What to work on:
1 – Name every analysis book author that the thread on maximum versus supremum in subsets of R cites as a source for a proof.
2 – Carry on the thread on maximum versus supremum in subsets of R from its final sentence.

==== Excerpted text

# Maximum vs supremum in subsets of R

Let assume that if I write set it means an arbitrary subset of $$\mathbb{R}$$.

1. Some sets have a maximum and some do not. They may have (or not) supremum instead.

2. Please verify my understanding of supremum which is as follows. Assume we have a bounded set $$A$$ (it means there is an interval $$(a,b)$$ such that $$A \subset (a,b)$$). To find the supremum of $$A$$ you need to find the smallest upper boundary of $$A$$.

My question is based on the first point - why one can assume that there is the smallest element in the set of all upper boundaries of $$A$$? This would mean that there is a minimum, i.e. the symmetric situation to the maximum but as I spotted - not every set has a maximum/minimum element.

Is this related to the fact that the set of all upper boundaries has the cardinality of continuum and is compact and thus it must have a minimum element in it?

Thank you for your clarification. Tom

• I'm not sure if this answers your question, but if $X$ is any subset of $\Bbb R$, then provided that $X$ is bounded above and non-empty, $X$ has a supremum. This is known as the "least upper bound" property of $\Bbb R$. This is either taken as an axiom, or it can be proven, depending on how you construct the reals. Any analysis book like Rudin, Spivak, or Tao, will contain a proof.
– Joe
Commented Aug 30, 2021 at 12:31

tl; dr: If $$A$$ is a non-empty set of real numbers and is bounded above, then the set of upper bounds of $$A$$ is a closed set of real numbers with a lower bound, so has a smallest element.

As I read the question, the issue is the asymmetry between the set $$A$$ (which need not have a largest element), and its set of upper bounds (which always has a smallest element).

In the hope an example clarifies, suppose $$A = (-\infty, 0)$$ is the set of negative real numbers. The set $$U$$ of upper bounds of $$A$$ is $$[0, \infty)$$, the set of non-negative real numbers. Note carefully, however, that $$A$$ is not the set of lower bounds of $$U$$. The set of lower bounds of $$U$$ is $$(-\infty, 0]$$, the set of non-positive reals.

========
==== Provided material

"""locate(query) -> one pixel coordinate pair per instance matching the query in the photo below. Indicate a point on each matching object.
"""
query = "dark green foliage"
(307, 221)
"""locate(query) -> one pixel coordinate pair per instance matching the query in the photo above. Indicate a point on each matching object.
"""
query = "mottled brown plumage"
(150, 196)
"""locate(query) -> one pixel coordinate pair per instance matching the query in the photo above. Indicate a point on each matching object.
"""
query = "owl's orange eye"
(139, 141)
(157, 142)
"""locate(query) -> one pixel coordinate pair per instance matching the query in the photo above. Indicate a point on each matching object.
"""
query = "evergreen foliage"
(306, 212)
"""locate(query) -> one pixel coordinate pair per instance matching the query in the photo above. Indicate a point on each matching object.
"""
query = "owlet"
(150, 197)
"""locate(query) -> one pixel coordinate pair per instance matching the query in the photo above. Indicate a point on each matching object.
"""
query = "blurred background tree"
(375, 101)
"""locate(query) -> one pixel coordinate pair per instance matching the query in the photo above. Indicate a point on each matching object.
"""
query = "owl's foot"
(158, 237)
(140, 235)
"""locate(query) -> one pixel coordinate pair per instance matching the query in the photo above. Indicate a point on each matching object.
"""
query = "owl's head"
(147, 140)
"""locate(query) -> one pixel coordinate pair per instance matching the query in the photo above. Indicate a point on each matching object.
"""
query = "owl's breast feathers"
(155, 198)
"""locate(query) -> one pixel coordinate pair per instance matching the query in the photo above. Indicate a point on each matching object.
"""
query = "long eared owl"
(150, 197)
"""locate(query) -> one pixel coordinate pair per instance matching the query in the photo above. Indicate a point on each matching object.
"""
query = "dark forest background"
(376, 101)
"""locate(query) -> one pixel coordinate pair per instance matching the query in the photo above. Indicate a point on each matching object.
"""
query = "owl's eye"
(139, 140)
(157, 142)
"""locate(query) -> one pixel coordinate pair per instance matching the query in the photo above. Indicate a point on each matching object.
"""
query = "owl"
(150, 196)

========

Answers to the exercises:
1 – Rudin, Spivak, Tao

2 –
A bit of thought shows more: If $$A$$ is a set of real numbers and $$U$$ is the set of upper bounds of $$A$$, then exactly one of the following holds: (i) $$U = \varnothing$$; (ii) $$U = (-\infty, \infty)$$; (iii) There exists a real number $$\alpha$$ such that $$U = [\alpha, \infty)$$.

(The proof is left as an instructive exercise using completeness of the reals.)

Analogous claims hold for lower bounds. In particular, there exists no set of real numbers whose set of lower bounds is $$A = (-\infty, 0)$$.

I think what you’re asking is why every nonempty bounded subset has a least upper bound. Or if we allow the upper bound $$\infty$$ why every subset has a least upper bound.

This is either taken as an axiom for the real numbers, or follows from the construction of the real numbers from the rationals. This is usually done either by Dedekind cuts, or Cauchy sequences.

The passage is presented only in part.